§ **Your goal**
Print the part of the essay on Dionysus and Apollo between "So let’s return" and "want to investigate.", inclusive, word for word.

Extract provided start

When things appear to be healthy in the psyche, one is felt to be “a subjective experience of the world”. So in a strange way, *that* is a big component of “the world”, and one we don’t usually consider: that “the world” is a subjective experience. Yes, it is had by many people. But it being subjective doesn’t mean that it’s an illusion. It simply means that you can’t strip away “the world” from “subjectivity”. Ah, but our culture pretends to, doesn’t it! Our culture pretends that “the world” is something out there that exists beyond our subjectivity, and that we get a glimpse of it through our visor-machines. That may be so! But it doesn’t change the fact that our experience of life is a subjective one, no matter how tight we huddle together as group, no matter how strongly we identify as a collective. We are “alone” in a fundamental way, alone in our subjectivity. And there’s nothing bad (or good) about that, it simply “seems” to be the way things are for us, at this point in time (and space).
So, once again: that is why, for Jung, the battle arena where these cosmic dramas are played out is the psyche. Or, at least, it is the psyche just as much as the world is. We already accept that the world is that; but we don’t accept that the psyche plays just an important role in “our lives” as the world does, which is ironic, considering “our lives” are “our psyches”.
So let’s return to Philip K Dick. Dionysus is hiding from Apollo, and can only come out in hidden ways. Dick tends to portray this as a prelude to an overthrow, a certain coup, by which Dionysus will “trick” the censorship of the ego and establish a new reign, a reign of peace and beauty. Now, I don’t want to “strawman” Dick: I love the Exegesis, and I don’t think his thought is so simple as I have described it. He contemplates the nuances of what that would imply, the moral nuances — that evil might not be simply evil, that it may not be a question of overthrowing the evil rule, etc. However, I still want to comment on this “strawman” version of his theory, because regardless of whether it’s representative of him or not, it seems to be to be representative of a certain strand of dualistic thinking (that I have, too) that I want to investigate.
Dionysus will overthrow the evil king. At one level, I do think this is the case, because I do believe in evil. I do think that, as metaphorical as it may be, “good” will beat “evil”. But, at the same time, I agree with Jung: there is a balance stricken in this defeat. And this is a paradox! Good and evil will balance with each other, and in this process, good will win and evil will be defeated — despite them reaching a balance that seems to deny the possibility of victory and defeat! I do believe that that is the case. It is paradoxical precisely because it is internal, it is a process of the inner world, where time and space don’t exist in the same way that they do in the material world, and therefore, the whole concept of causality and “logic”, also work in different ways.
So, what I’m trying to get at is this: the of Dionysus as an underground character that can only come out into the light in hidden ways, seems to be to describe things in a mythological way, in a dream way. Dionysus is underground. It’s not that he’s “trapped” underground: it’s that he is lunar. Apollo is the reigning culture. Not because he has usurped power, but because he is solar, he is “what is seen”, he is the surface, what isn’t hidden. So Dick’s reading of an overthrow is correct in one sense, but too literal in another in my opinion (again, I think he covers this at length in the Exegesis, I’m just using him as an intellectual sparring buddy at the moment. Also, I can’t remember the Exegesis that well, so sadly all that remains is my naive take on his ideas! Hopefully, I think my aims are aligned with his, so let me arrogantly assume that I’m fighting on his side, despite “battling” his ideas in this text. We must be the ruthless critics of ourselves, etc).

Extract provided end
Source excerpt start

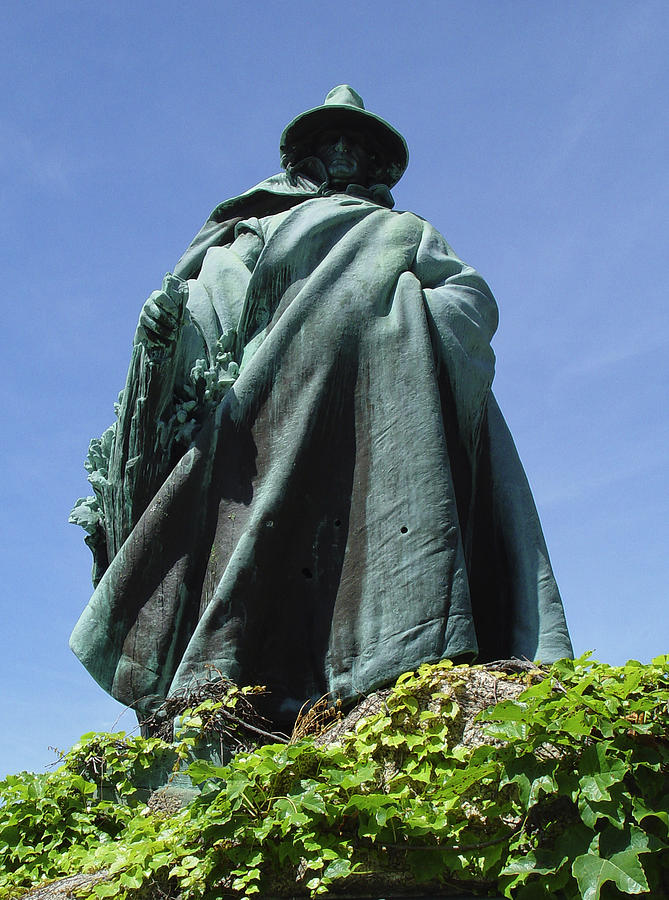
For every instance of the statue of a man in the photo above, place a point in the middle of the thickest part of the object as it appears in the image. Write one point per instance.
(310, 485)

Source excerpt end

§ **Reply to the task**
So let’s return to Philip K Dick. Dionysus is hiding from Apollo, and can only come out in hidden ways. Dick tends to portray this as a prelude to an overthrow, a certain coup, by which Dionysus will “trick” the censorship of the ego and establish a new reign, a reign of peace and beauty. Now, I don’t want to “strawman” Dick: I love the Exegesis, and I don’t think his thought is so simple as I have described it. He contemplates the nuances of what that would imply, the moral nuances — that evil might not be simply evil, that it may not be a question of overthrowing the evil rule, etc. However, I still want to comment on this “strawman” version of his theory, because regardless of whether it’s representative of him or not, it seems to be to be representative of a certain strand of dualistic thinking (that I have, too) that I want to investigate.